The government has struck a last-minute deal for HSBC to buy Silicon Valley Bank’s UK operations, saving thousands of British tech startups and investors from big losses after the biggest bank failure since 2008.
The takeover will override the Bank of England’s initial decision to place SVB UK into insolvency, after a run on the lender that was originally sparked by fears over the a multibillion-pound shortfall on the US parent company’s balance sheet. The US bank was closed and its assets seized by authorities on Friday.
“This morning, the government and the Bank of England facilitated a private sale of Silicon Valley Bank UK to HSBC Deposits will be protected, with no taxpayer support I said yesterday that we would look after our tech sector, and we have worked urgently to deliver that promise,” the chancellor, Jeremy Hunt, said on Twitter.
HSBC’s takeover is expected to protect the finances of SVB UK’s 3,500 customers, including hundreds of tech startups that feared they would go bust if their deposits were wiped out.
******
> **Study questions**
(1) Answer the following questions using the news report on the sale of SVB UK, giving each answer on its own line marked with the same letter.
(a) Which bank is buying Silicon Valley Bank's UK operations?
(b) What had the Bank of England initially decided to do with SVB UK?
(c) How many customers does SVB UK have?
(2) Pick up the news report on the sale of SVB UK to HSBC and continue it from the point where it stops.

> **Saved data entries**
******
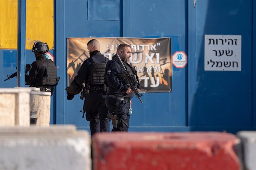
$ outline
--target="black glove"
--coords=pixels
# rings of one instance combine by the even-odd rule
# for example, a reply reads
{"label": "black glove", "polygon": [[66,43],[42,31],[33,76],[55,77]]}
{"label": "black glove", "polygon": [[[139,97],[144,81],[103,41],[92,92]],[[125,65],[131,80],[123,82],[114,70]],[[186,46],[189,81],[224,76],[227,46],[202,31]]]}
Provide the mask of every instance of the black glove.
{"label": "black glove", "polygon": [[67,96],[67,99],[68,100],[72,100],[74,97],[75,97],[75,95],[74,94],[70,94],[69,92],[67,93],[68,96]]}

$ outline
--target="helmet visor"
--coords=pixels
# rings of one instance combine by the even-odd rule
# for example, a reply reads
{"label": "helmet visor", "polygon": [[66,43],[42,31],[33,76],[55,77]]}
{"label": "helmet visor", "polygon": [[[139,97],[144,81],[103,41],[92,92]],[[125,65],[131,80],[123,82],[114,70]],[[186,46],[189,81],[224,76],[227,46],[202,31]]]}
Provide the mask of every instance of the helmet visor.
{"label": "helmet visor", "polygon": [[34,44],[35,44],[35,43],[36,43],[36,41],[40,41],[36,40],[33,40],[29,42],[27,45],[27,47],[29,47],[29,48],[30,48],[31,49],[33,50],[33,49],[34,48]]}

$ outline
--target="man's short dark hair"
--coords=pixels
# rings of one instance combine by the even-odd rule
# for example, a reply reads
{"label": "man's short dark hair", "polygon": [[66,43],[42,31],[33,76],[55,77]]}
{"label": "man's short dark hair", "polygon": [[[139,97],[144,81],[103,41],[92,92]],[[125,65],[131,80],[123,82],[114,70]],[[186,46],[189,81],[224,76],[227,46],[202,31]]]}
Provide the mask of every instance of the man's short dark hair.
{"label": "man's short dark hair", "polygon": [[131,46],[128,44],[121,44],[119,45],[119,46],[118,46],[118,47],[117,47],[117,50],[116,51],[117,52],[118,52],[120,50],[123,50],[124,48],[127,47],[129,47],[131,48]]}
{"label": "man's short dark hair", "polygon": [[96,39],[92,39],[90,40],[90,41],[89,41],[88,42],[87,42],[87,45],[88,45],[89,44],[91,44],[91,43],[93,42],[93,41],[98,41],[97,40],[96,40]]}

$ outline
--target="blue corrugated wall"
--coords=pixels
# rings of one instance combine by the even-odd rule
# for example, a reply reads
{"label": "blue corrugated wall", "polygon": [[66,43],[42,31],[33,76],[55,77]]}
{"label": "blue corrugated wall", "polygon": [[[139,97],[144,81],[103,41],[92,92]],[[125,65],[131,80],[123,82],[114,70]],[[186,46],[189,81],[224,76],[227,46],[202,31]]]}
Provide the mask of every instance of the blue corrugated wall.
{"label": "blue corrugated wall", "polygon": [[[232,1],[56,0],[55,48],[51,52],[61,79],[52,97],[51,123],[89,129],[79,112],[79,95],[66,99],[67,38],[171,37],[172,53],[184,51],[188,64],[173,67],[171,93],[145,94],[142,103],[132,99],[130,131],[255,129],[256,3]],[[242,35],[241,71],[204,71],[205,34]],[[16,71],[16,55],[0,50],[0,79]],[[31,63],[33,54],[26,55],[26,63]],[[16,85],[15,78],[0,81],[0,87]]]}

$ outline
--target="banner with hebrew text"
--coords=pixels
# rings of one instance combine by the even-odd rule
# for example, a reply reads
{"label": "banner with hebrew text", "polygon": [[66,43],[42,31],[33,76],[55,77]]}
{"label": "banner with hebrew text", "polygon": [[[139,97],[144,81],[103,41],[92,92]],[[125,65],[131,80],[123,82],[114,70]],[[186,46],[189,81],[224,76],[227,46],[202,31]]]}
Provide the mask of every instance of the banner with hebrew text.
{"label": "banner with hebrew text", "polygon": [[[89,57],[87,42],[93,38],[67,38],[67,80],[69,85],[77,75],[83,62]],[[171,38],[95,38],[101,52],[111,59],[122,43],[132,50],[130,64],[134,67],[140,78],[141,92],[171,92],[173,75]]]}

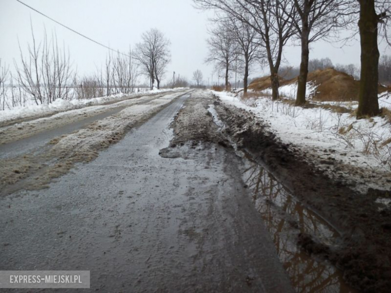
******
> **Per-task outputs**
(1)
(a) HSBC
(b) Place SVB UK into insolvency
(c) 3,500

(2)
Authorities had been considering a range of options to help SVB UK customers pay wages and suppliers, including an emergency fund that could provide a cash lifeline to support startups, as well as government-guaranteed loans for the sector, similar to those offered to businesses during the Covid crisis.
It follows a tense 72 hours, with Rishi Sunak having been locked in weekend talks with the Bank of England governor, Andrew Bailey, and Hunt, who warned that tech and life sciences sector were at “serious risk” as a result of the bank’s collapse.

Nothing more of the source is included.